#### [What to do]
Put the lines of the records below into a JSON list of strings, one string per line and with blank lines left out. Take only the lines from the line with "face in the image above." through the end of the records.

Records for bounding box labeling
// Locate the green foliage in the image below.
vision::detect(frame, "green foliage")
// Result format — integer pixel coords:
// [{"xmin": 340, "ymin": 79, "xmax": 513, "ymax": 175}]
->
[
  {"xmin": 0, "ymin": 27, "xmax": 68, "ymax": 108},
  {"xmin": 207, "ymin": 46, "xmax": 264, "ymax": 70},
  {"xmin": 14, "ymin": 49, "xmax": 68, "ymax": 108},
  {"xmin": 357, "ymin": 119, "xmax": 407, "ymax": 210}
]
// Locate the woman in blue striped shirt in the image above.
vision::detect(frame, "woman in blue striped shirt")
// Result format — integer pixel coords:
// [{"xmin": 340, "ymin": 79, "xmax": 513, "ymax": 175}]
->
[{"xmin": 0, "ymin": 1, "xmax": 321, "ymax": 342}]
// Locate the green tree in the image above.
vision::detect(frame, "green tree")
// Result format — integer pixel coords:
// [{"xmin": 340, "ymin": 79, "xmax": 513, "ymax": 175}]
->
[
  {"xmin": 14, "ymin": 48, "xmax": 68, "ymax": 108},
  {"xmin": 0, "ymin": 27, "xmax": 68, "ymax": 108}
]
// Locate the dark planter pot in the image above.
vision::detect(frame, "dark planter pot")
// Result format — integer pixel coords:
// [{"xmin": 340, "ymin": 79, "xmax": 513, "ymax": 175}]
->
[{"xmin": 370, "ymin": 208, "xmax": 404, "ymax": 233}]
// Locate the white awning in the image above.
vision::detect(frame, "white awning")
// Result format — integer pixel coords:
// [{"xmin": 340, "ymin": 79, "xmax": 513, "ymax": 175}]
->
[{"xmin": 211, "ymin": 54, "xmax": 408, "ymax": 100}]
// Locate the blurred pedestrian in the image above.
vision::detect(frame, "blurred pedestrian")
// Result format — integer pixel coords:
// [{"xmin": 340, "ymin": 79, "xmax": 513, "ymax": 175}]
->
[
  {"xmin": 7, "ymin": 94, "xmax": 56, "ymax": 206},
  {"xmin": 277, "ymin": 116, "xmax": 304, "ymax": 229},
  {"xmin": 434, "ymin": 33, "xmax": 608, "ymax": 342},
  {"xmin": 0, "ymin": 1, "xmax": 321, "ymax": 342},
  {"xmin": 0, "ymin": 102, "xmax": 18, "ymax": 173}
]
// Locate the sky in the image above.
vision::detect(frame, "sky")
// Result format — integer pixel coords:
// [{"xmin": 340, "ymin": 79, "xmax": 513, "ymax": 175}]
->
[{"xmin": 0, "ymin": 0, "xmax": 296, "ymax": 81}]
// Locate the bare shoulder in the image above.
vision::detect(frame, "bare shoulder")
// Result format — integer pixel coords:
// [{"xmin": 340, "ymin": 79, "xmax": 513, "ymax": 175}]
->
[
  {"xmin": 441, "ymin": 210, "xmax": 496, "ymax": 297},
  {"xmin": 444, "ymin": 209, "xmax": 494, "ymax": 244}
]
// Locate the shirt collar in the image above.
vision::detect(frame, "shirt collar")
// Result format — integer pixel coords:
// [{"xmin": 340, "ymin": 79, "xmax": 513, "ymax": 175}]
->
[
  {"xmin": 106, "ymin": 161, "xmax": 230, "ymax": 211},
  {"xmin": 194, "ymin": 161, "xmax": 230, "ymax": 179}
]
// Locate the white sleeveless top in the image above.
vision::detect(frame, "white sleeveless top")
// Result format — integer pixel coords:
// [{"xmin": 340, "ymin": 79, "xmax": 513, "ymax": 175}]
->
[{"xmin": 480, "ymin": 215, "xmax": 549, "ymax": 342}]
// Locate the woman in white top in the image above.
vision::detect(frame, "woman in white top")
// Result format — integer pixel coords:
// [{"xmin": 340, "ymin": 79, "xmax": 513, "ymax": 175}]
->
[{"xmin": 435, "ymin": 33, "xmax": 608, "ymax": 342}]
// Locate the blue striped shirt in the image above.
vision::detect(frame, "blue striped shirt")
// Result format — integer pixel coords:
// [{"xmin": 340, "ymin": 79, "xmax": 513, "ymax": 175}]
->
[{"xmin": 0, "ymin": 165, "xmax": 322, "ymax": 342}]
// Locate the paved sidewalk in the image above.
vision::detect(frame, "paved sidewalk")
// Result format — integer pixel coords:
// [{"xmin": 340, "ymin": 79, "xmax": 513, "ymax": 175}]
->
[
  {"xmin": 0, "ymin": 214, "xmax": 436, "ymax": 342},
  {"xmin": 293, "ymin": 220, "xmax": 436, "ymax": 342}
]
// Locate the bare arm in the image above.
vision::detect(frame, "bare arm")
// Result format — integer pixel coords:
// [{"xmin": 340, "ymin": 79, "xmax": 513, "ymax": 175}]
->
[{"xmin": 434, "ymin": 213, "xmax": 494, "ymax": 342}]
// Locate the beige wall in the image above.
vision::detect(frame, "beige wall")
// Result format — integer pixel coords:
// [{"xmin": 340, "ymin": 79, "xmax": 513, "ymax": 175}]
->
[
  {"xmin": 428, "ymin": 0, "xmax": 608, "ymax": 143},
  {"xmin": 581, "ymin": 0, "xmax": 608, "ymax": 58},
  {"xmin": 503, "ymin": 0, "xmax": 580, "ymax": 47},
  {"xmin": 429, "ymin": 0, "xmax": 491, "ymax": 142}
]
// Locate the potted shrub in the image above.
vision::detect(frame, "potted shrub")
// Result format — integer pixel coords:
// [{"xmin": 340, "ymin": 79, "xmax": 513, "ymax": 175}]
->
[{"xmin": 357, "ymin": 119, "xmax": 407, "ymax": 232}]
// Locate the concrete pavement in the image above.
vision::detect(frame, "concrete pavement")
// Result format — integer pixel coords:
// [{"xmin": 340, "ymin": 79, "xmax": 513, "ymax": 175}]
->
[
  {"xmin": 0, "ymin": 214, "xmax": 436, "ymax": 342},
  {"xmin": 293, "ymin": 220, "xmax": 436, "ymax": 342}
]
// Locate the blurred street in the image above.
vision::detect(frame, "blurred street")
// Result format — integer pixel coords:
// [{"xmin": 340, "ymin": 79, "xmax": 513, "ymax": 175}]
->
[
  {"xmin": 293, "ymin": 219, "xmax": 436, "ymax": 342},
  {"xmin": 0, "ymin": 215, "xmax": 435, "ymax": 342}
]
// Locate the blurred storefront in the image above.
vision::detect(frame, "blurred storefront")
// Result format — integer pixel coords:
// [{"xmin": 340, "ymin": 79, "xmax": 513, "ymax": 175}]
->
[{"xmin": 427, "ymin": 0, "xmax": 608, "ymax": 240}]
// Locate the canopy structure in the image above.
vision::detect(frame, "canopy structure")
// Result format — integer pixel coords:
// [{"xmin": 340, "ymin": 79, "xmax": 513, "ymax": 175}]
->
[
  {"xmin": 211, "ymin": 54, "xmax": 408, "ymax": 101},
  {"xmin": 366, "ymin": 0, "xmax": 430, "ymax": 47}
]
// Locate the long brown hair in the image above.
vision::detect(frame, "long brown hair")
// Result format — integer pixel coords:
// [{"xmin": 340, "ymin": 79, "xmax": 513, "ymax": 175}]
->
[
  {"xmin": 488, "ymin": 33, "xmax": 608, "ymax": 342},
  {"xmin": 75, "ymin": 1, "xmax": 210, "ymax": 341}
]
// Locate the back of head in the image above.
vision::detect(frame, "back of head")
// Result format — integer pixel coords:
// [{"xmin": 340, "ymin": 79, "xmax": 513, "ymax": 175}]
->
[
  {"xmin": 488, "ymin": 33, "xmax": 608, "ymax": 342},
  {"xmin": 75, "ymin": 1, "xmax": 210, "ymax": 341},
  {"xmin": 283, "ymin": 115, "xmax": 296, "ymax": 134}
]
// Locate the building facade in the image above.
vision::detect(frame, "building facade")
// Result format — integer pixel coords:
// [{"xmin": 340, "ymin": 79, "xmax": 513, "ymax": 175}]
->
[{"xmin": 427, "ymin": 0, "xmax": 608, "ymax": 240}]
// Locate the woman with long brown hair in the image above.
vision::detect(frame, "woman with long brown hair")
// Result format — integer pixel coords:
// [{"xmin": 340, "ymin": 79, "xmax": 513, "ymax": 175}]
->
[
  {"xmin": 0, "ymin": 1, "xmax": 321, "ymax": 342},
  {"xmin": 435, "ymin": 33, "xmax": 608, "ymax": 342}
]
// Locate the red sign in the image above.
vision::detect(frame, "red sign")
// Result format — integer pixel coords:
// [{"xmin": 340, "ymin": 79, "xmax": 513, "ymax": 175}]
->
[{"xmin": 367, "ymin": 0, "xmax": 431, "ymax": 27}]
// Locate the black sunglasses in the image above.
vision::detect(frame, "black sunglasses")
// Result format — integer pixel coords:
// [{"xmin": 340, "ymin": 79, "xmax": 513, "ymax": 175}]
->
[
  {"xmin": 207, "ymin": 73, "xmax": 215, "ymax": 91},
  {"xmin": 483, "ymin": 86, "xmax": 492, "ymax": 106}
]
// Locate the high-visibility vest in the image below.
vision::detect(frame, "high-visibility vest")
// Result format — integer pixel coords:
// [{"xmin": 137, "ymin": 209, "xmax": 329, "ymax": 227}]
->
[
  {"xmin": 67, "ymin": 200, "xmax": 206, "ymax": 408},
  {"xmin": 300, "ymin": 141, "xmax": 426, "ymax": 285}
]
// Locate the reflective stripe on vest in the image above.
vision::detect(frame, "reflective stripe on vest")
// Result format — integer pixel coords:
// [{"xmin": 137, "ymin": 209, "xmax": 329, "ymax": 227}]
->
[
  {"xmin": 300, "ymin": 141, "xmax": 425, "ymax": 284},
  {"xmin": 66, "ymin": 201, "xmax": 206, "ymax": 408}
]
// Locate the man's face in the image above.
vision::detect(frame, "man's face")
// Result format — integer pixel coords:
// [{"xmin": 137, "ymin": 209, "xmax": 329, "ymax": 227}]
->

#### [Solved exercise]
[
  "// Locate the man's face in the image above.",
  "vision::detect(frame, \"man's face\")",
  "// Result format — integer pixel coords:",
  "// [{\"xmin\": 137, \"ymin\": 209, \"xmax\": 329, \"ymax\": 227}]",
  "->"
]